*What the exercise asks:*
Each line of the data is to be output verbatim, with the images removed.

*Given information:*
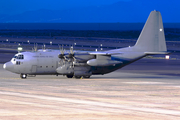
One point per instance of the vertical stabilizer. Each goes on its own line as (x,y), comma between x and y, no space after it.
(152,37)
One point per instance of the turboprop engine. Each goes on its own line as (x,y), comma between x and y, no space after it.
(101,62)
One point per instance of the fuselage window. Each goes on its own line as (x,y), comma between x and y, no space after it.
(20,57)
(18,62)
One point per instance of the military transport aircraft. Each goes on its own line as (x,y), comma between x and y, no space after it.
(84,63)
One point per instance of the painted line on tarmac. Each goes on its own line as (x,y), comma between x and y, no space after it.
(94,103)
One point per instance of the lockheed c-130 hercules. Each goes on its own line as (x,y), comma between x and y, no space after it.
(84,63)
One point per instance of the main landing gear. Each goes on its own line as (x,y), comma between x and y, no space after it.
(23,76)
(77,77)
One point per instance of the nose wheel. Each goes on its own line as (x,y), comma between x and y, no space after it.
(23,76)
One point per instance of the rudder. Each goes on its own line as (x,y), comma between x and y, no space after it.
(152,37)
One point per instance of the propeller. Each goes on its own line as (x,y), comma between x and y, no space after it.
(71,53)
(62,56)
(35,47)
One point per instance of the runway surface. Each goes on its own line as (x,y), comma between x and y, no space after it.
(125,94)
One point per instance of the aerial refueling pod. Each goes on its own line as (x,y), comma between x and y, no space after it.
(101,62)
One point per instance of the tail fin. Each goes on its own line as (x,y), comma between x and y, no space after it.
(152,37)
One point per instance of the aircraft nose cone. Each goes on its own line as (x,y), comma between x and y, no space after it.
(8,66)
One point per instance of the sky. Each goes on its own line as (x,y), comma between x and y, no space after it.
(20,6)
(86,11)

*Result below:*
One point per instance of the vertical stabilizer. Each goes on its own line as (x,y), comma between x and y, no space after it.
(152,37)
One point per instance of the turboprop engine. Each goes on its own line as (x,y), comma between x and y, no space after it.
(101,62)
One point per instance of the fuselage window. Each goes on its own line as (x,y), comma between x and y, no space after it.
(20,57)
(18,62)
One point per instance of the military transport aircraft. Each goes on its own line as (x,y), comma between x and y, no space after it.
(84,63)
One point per instance of the painted line on tarmac. Each goes on its own line as (x,y), comma between x and y, no space after it.
(94,103)
One point per instance of the lockheed c-130 hercules. Each goes on its own line as (x,y), comma between x and y, no space after it.
(84,63)
One point per instance of the main landing gear. Each goes on its own line as (x,y), comma between x and y, no space after it.
(23,76)
(77,77)
One point per instance of the nose wheel. Each goes on its own line as (x,y), comma between x and y, no space after it.
(23,76)
One point per instance of the rudder. Each goes on its own line as (x,y), comma between x and y, no space after it.
(152,37)
One point per instance of the propeller. Each goes on its own line as (x,y), comma between x and y, no space after it.
(71,53)
(62,56)
(35,47)
One point per instance of the runway surface. Each goes on its own line as (x,y), comma between x and y, no space after it.
(125,94)
One point per instance of the aerial refueling pod. Each goes on its own line as (x,y), comma between x and y, no space after it.
(101,62)
One point per instance of the tail fin. Each goes on its own line as (x,y), comma between x and y, no space after it.
(152,37)
One point per instance of the aircraft nose cone. Each goes on its own line as (x,y), comma between x and y, no space after it.
(8,66)
One point per instance of the sky. Each goes on its own line as (x,y), comma between x and y, no space after it.
(20,6)
(86,11)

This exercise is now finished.